▶ [Direction]: Summarize the convention blog post below in two sentences.

▶ [Extract]:
___
This being my third convention post I feel like I have become more of a seasoned con goer, an experienced explorer if you will. I must say my motivations have changed slightly now I have more friends and am less star struck. The Horizon Labs people have been so fantastic to con hop with, that I was just so pleased to spend time with them. Especially @fractures who shares my sensibilities and cynicism, and who I have learnt a great deal from. This time last year I came late and wandered into a forum I had no experience of. On this occasion I has already commissioned two pieces of artwork and knew who would have the longest queues, but I also had the additional incentive of trying interview creators. This follows into my ultimate aims that are to talk to people. For the amount of contemplation that belies my blog, there are many creators out there that can not only refute or agree my perceptions but also bring additional insights to them. This will only serve to increase my enjoyment and improve my comic critiquing. I had my weekend early pass and was ready to join my first procession, that of legendary British artist Alan Davis.
___
▶ [Material shown]:
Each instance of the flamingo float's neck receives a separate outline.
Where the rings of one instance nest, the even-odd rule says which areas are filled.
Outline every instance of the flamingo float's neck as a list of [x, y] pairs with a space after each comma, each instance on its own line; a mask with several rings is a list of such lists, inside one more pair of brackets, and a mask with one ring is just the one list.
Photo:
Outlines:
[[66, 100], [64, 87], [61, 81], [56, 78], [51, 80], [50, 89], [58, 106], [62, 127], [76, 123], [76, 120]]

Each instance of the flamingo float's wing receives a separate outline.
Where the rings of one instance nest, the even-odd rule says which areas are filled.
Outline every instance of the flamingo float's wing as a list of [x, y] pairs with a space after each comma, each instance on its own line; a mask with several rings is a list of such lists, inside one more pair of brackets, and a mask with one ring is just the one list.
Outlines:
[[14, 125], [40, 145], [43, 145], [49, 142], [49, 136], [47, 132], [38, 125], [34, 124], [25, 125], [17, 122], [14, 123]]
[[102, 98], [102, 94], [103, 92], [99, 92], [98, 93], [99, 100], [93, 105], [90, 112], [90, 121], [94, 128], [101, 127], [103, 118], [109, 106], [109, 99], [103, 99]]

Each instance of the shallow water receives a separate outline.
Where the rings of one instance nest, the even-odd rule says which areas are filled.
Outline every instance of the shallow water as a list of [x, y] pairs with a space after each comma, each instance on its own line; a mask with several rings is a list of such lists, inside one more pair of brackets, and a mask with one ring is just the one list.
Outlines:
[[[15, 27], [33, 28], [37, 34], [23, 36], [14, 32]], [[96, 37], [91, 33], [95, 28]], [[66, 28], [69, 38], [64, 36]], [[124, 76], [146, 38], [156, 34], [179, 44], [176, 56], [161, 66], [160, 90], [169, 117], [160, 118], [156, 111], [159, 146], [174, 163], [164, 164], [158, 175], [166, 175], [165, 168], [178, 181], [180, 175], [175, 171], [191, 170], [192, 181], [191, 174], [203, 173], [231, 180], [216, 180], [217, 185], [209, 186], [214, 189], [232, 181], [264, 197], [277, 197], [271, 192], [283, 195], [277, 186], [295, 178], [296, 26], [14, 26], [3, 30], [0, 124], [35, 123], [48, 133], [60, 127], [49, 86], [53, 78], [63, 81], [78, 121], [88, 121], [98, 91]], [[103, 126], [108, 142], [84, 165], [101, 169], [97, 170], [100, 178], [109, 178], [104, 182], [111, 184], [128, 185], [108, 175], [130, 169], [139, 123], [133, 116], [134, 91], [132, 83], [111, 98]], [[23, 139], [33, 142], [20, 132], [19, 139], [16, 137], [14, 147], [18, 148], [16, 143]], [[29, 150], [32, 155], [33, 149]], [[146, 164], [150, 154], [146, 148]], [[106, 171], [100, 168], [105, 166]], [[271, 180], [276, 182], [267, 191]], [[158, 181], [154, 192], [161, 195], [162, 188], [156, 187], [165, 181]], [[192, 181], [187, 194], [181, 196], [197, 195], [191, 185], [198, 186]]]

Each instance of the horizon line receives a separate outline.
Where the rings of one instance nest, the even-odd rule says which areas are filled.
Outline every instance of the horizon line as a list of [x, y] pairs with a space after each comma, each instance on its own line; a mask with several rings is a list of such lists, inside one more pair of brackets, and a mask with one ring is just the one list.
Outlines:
___
▶ [Final result]: In this third convention post, the writer says their motivations have changed now that they have more friends and are less star struck, and praises the Horizon Labs people, especially @fractures, as companions. Unlike last year's late arrival, the writer came with two pieces of artwork already commissioned, knowing which queues would be longest and aiming to interview creators, and used a weekend early pass to join a first procession, for British artist Alan Davis.